▸ PROBLEM DETAILS
Return every record exactly as written.

Dataset entries:
=====

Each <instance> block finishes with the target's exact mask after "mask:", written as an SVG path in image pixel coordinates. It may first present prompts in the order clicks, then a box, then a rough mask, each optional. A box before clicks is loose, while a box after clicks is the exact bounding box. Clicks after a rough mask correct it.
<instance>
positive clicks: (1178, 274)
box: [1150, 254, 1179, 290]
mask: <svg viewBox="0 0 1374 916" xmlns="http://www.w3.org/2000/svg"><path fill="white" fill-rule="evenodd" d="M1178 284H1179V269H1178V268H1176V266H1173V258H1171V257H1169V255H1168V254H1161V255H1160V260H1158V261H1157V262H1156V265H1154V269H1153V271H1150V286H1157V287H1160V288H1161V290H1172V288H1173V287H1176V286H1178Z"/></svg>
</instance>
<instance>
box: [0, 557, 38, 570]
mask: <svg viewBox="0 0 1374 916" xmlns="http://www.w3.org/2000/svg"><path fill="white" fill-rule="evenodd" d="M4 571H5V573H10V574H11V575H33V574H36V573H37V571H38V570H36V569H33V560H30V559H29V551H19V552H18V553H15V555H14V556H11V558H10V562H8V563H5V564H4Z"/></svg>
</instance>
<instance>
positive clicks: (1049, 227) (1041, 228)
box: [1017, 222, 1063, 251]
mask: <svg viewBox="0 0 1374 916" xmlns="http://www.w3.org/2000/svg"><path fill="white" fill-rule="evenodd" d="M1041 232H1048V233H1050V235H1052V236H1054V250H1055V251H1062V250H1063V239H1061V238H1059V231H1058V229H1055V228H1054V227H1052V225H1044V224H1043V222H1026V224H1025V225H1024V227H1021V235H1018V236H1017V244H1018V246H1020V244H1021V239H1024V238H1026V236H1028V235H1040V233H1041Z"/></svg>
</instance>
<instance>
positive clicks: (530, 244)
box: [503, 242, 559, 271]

=====

▸ TASK ANSWER
Each <instance> block finishes with the target's exact mask after "mask:", written as an SVG path in image pixel coordinates. It may first present prompts in the order clicks, then a box, then a rough mask, each optional. A box before clicks is loose, while a box after clicks is the exact bounding box. Clicks after a rough mask correct it.
<instance>
positive clicks: (1178, 274)
box: [1150, 254, 1179, 290]
mask: <svg viewBox="0 0 1374 916" xmlns="http://www.w3.org/2000/svg"><path fill="white" fill-rule="evenodd" d="M1178 284H1179V269H1178V268H1176V266H1173V258H1171V257H1169V255H1168V254H1161V255H1160V260H1158V261H1157V262H1156V265H1154V269H1153V271H1150V286H1157V287H1160V288H1161V290H1172V288H1173V287H1176V286H1178Z"/></svg>
</instance>
<instance>
box: [0, 557, 38, 570]
mask: <svg viewBox="0 0 1374 916" xmlns="http://www.w3.org/2000/svg"><path fill="white" fill-rule="evenodd" d="M4 571H5V573H10V574H11V575H33V574H36V573H37V571H38V570H36V569H33V560H30V559H29V551H19V552H18V553H15V555H14V556H11V558H10V562H8V563H5V564H4Z"/></svg>
</instance>
<instance>
positive clicks: (1049, 227) (1041, 228)
box: [1017, 222, 1063, 251]
mask: <svg viewBox="0 0 1374 916" xmlns="http://www.w3.org/2000/svg"><path fill="white" fill-rule="evenodd" d="M1041 232H1048V233H1050V235H1052V236H1054V250H1055V251H1062V250H1063V239H1061V238H1059V231H1058V229H1055V228H1054V227H1052V225H1044V224H1043V222H1026V224H1025V225H1024V227H1021V235H1018V236H1017V244H1018V246H1020V244H1021V239H1024V238H1026V236H1028V235H1040V233H1041Z"/></svg>
</instance>
<instance>
positive clicks: (530, 244)
box: [503, 242, 559, 271]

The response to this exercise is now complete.